» **Trecho selecionado**:

▬▬▬▬▬▬

Até que ponto o Brasil, com tantos problemas internos, tem condições de oferecer ajuda para além de suas fronteiras? A pergunta tem sido feita por analistas dentro e fora do país. Recentemente, dado divulgado pela Organização Mundial de Saúde (OMS) alimentou ainda mais a discussão. A OMS mostrou que o governo brasileiro gasta apenas 6,1% do orçamento em saúde, abaixo da média dos países da África (9,6%), do Haiti (9,5%) e do resto do mundo (13,9%).
Numa das demonstrações mais recentes, o Brasil anunciou que irá doar à Central Internacional para Compra de Medicamentos (Unitaid) dois dólares americanos por passageiro que viajar de avião ao exterior. A autorização de contribuição está prevista em lei sancionada pela presidenta Dilma Rousseff.

▬▬▬▬▬▬

» **Dados apresentados**:
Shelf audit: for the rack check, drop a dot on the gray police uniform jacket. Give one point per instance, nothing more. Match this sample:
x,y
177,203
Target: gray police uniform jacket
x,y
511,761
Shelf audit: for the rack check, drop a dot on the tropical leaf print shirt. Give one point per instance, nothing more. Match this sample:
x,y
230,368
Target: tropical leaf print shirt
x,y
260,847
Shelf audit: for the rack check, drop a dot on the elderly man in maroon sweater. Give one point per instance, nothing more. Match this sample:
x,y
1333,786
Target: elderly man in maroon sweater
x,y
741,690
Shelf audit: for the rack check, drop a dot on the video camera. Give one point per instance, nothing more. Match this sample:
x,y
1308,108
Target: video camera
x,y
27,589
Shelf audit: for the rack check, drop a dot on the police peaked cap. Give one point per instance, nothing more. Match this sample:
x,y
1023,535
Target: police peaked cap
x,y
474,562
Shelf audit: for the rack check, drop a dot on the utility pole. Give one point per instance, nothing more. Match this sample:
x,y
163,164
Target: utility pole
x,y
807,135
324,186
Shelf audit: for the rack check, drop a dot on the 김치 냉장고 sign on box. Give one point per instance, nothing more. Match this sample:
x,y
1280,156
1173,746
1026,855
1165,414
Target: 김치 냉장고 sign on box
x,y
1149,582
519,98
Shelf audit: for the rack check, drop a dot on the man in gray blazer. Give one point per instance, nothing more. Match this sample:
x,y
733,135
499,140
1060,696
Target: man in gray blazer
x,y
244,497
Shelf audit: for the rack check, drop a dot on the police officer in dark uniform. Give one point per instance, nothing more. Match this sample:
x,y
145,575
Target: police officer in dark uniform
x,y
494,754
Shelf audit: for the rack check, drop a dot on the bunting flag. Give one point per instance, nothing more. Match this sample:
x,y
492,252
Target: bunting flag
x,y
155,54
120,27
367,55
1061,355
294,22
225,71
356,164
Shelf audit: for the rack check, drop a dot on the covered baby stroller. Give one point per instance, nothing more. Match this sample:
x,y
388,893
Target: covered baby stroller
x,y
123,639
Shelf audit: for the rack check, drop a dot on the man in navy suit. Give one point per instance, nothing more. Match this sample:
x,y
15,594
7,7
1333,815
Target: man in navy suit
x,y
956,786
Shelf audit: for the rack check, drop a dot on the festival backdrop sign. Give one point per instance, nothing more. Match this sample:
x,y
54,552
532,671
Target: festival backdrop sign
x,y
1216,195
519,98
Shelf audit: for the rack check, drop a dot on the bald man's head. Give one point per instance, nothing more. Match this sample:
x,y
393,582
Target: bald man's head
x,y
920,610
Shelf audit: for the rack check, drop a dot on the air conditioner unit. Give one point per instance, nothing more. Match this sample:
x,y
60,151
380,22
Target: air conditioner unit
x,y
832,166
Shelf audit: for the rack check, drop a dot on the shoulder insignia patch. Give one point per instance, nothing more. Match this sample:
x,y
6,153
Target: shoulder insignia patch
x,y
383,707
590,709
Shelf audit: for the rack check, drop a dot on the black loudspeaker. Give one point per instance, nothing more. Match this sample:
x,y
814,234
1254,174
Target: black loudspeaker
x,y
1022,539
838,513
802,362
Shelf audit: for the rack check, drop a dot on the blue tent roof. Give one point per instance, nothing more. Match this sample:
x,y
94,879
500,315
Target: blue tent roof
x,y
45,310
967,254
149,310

▬▬▬▬▬▬

» **Atividades propostas**:
(1) Segundo o trecho selecionado, que percentual do orçamento o governo brasileiro gasta em saúde?
(2) Resuma o trecho selecionado em duas frases.
(3) Indique se cada afirmação está de acordo com o trecho selecionado e transcreva as palavras que justificam a resposta.
(a) O Haiti destina à saúde uma parcela do orçamento maior que a do Brasil.
(b) A doação à Unitaid será cobrada de passageiros de qualquer voo, nacional ou internacional.
(c) A contribuição à Unitaid está prevista em lei.

» **Gabarito**:
(1) 6,1% do orçamento.

(2) Dado da OMS mostrou que o governo brasileiro gasta apenas 6,1% do orçamento em saúde, abaixo da média dos países da África, do Haiti e do resto do mundo, o que alimentou a discussão sobre até que ponto o Brasil tem condições de oferecer ajuda além de suas fronteiras. Numa das demonstrações mais recentes, o Brasil anunciou que doará à Unitaid dois dólares americanos por passageiro que viajar de avião ao exterior, contribuição prevista em lei sancionada pela presidenta Dilma Rousseff.

(3)
(a) Sim: "abaixo da média dos países da África (9,6%), do Haiti (9,5%) e do resto do mundo (13,9%)".
(b) Não: "por passageiro que viajar de avião ao exterior".
(c) Sim: "A autorização de contribuição está prevista em lei sancionada pela presidenta Dilma Rousseff."